# YOUR GOAL:
List each line in the records below that contains the word "tower".

Entries from an annotation dataset:
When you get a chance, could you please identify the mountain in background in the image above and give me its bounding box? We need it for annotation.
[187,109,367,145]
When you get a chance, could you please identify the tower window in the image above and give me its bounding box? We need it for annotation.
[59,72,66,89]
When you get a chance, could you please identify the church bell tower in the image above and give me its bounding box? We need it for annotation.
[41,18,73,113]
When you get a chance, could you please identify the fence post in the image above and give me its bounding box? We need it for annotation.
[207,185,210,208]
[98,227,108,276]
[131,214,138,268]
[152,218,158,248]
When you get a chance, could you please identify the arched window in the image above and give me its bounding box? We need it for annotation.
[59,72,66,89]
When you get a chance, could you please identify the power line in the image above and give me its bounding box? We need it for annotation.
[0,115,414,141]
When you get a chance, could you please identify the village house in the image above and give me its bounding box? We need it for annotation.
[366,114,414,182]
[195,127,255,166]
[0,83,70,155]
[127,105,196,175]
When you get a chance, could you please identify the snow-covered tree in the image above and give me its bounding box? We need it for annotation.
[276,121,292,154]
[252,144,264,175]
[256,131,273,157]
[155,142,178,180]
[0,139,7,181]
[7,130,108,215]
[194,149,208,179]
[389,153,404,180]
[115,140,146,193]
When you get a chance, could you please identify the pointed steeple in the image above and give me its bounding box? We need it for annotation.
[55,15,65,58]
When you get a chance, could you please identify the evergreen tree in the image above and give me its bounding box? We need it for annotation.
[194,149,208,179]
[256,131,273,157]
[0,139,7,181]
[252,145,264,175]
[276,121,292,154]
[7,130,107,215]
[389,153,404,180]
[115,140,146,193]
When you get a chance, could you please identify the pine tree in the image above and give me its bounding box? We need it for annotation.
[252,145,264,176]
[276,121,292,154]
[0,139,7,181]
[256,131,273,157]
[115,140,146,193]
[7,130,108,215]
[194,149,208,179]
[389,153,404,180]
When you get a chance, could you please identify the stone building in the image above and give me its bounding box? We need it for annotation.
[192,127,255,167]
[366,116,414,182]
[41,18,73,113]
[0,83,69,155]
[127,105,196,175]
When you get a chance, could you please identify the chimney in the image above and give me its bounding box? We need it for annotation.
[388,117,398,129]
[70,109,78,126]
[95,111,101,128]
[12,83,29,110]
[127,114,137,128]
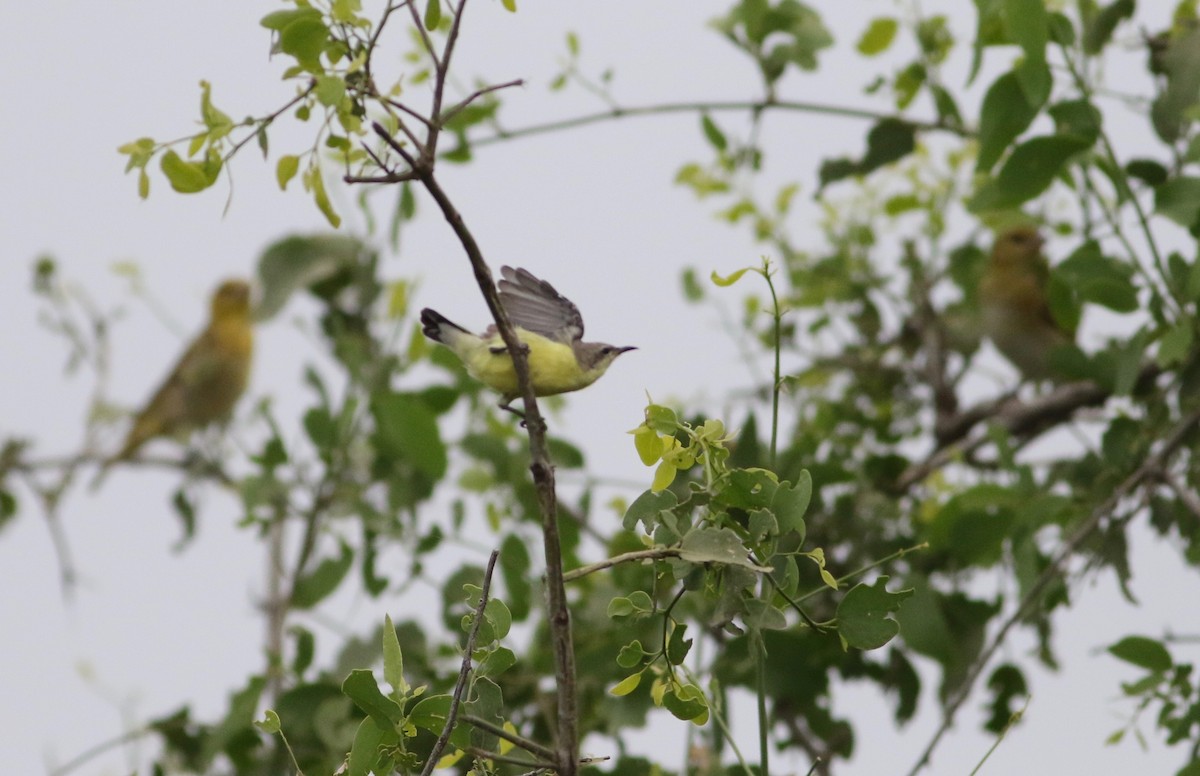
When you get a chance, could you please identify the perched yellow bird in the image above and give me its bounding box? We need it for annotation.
[104,281,254,469]
[421,266,636,409]
[979,227,1075,380]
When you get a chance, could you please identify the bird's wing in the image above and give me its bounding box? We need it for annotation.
[499,266,583,343]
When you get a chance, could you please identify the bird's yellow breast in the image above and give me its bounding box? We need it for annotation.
[460,329,599,396]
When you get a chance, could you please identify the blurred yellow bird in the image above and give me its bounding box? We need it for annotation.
[979,227,1075,380]
[421,266,636,409]
[104,281,254,469]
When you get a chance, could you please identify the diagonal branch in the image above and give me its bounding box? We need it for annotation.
[908,410,1200,776]
[421,549,500,776]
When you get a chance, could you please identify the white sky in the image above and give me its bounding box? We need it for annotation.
[0,0,1196,775]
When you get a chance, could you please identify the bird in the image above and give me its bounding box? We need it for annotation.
[97,279,254,472]
[979,227,1075,380]
[421,266,636,414]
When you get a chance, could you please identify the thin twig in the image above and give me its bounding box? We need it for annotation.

# RESPONSE FOR THIS EXERCISE:
When you get a chance, could you please identify the tower window in the image above and give me its bounding box? We need it for annotation.
When you get a chance, could you please identify the church bell tower in the image above and give me its bounding box? We need it for annotation.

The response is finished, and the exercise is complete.